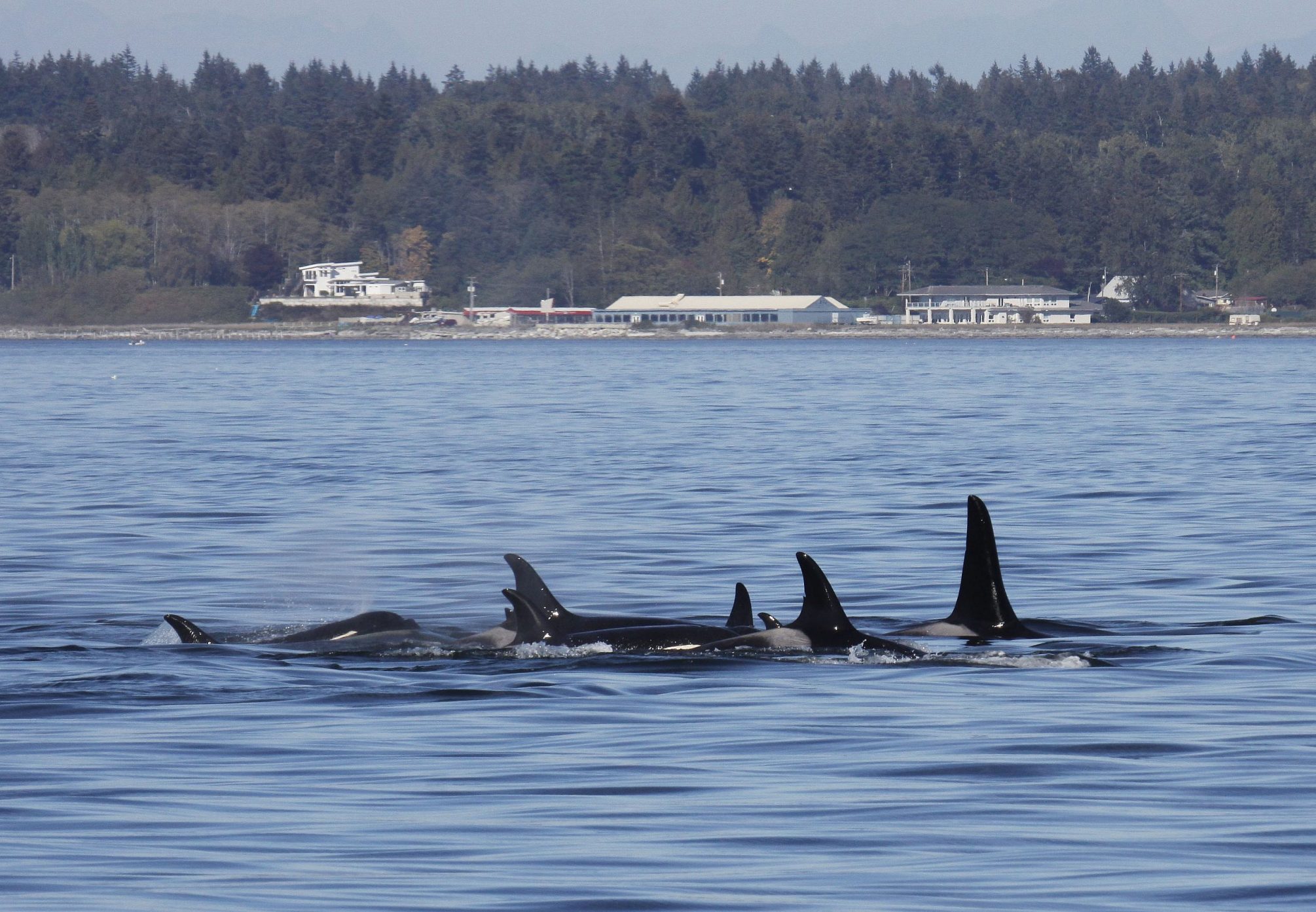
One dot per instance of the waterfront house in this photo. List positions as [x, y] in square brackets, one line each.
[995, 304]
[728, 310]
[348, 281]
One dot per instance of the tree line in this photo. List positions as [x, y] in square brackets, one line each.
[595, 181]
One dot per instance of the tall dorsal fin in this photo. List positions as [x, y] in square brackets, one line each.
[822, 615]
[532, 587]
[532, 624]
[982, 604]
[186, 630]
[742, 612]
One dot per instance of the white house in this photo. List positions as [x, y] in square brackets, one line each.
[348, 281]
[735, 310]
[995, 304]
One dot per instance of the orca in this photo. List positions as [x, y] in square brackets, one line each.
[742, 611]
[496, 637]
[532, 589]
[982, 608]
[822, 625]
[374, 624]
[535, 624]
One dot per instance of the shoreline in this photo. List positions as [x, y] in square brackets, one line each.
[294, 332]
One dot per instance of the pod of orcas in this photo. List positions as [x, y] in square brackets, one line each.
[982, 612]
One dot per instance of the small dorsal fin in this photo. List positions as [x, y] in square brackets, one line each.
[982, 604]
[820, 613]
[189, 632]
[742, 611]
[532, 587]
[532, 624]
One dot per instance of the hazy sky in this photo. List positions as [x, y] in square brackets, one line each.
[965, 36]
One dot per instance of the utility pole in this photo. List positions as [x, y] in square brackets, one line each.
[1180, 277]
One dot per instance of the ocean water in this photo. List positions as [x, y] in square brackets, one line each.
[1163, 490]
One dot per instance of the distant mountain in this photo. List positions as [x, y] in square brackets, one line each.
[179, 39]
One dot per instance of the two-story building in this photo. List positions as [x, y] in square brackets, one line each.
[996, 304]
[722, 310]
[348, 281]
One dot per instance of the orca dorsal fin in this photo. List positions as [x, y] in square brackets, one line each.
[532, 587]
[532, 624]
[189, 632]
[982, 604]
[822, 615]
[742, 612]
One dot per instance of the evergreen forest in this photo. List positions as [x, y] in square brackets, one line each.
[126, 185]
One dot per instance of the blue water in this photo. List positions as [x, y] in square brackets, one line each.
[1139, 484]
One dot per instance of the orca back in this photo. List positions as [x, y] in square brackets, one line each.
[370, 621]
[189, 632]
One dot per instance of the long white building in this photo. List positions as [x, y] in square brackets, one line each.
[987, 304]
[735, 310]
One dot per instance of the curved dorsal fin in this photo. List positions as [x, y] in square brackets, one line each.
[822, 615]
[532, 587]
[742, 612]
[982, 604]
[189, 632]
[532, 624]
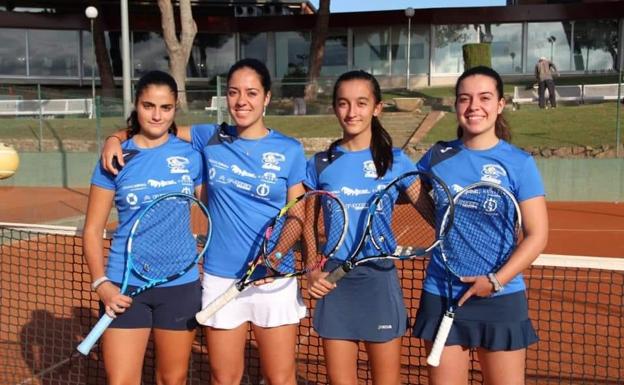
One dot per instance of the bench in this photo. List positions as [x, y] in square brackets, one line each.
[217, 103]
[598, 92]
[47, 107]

++++

- Task directions -
Omit the images and transcribe all of the records above word for word.

- Result below -
One dot per instance of the waterfront house in this photo. List positions as [x, y] in square brackets, one line each.
[995, 304]
[728, 310]
[348, 281]
One dot per instance of the tree line in this photo. List positions as [x, y] in square brackets, one line each.
[595, 181]
One dot per instance of the tall dorsal fin in this photo. List positions as [x, y] in square brackets, one line each.
[822, 615]
[532, 587]
[532, 624]
[982, 604]
[186, 630]
[742, 612]
One dot per instance of the white house in this photo. List positions as [x, y] in square brackets, one line each.
[348, 281]
[735, 310]
[995, 304]
One dot per instance of the orca in this photo. List positions as [x, y] in square brackets, one line each.
[742, 611]
[496, 637]
[532, 589]
[982, 608]
[822, 625]
[374, 624]
[535, 624]
One dot per instance of the shoreline in this photo. List positions as [x, y] in square brackets, one line each.
[294, 332]
One dot per instance of the pod of orcas in this photo. List positions as [x, y] in square brackets, one line each.
[982, 612]
One dot per instance of the small dorsal fin in this photo. List positions as [x, y] in square brackets, one line each.
[982, 604]
[820, 613]
[189, 632]
[742, 611]
[532, 587]
[532, 624]
One dot per instance of the hazy sky in this photo. List positions as [x, y] in square brackets, one line each.
[965, 36]
One dot per instance of the utility pole in this photo. List positions as [x, y] in square brackets, one line each.
[1180, 277]
One dot per instance of the ocean water in this photo. List positions as [x, y] in square brackets, one line each.
[1163, 490]
One dot per instance of the distant mountain in this photo. List positions as [x, y] in square brackets, one line each.
[179, 39]
One dot per instance of the two-story building in this photo. List positions as [x, y] in square brackets, one line each.
[996, 304]
[722, 310]
[348, 281]
One dot per instance of the orca dorsal fin in this photo. List positions as [x, y] in square brackets, one line each.
[532, 587]
[532, 624]
[189, 632]
[982, 604]
[822, 615]
[742, 612]
One dot per instance of the evergreen forest in this photo. List positions as [x, y] in square brackets, one line each.
[126, 185]
One dot per instance of the blue water in this photo. List positions as [x, y] in square brackets, one line each.
[1139, 484]
One dot per instance of the orca back in this photo. List positions as [x, y] in square brackets, one line each.
[370, 621]
[189, 632]
One dot per instance of the long white building in this photo. List positions as [x, y] in square brackets, one line each.
[987, 304]
[735, 310]
One dot per instance of the curved dorsal fin in this photo. List positions as [x, y] in square brackets, one line each.
[822, 615]
[532, 587]
[742, 612]
[982, 604]
[189, 632]
[532, 624]
One dot per instance of the bench in this photo. List positions as [x, y] in square brackets, one line each.
[217, 103]
[598, 92]
[47, 107]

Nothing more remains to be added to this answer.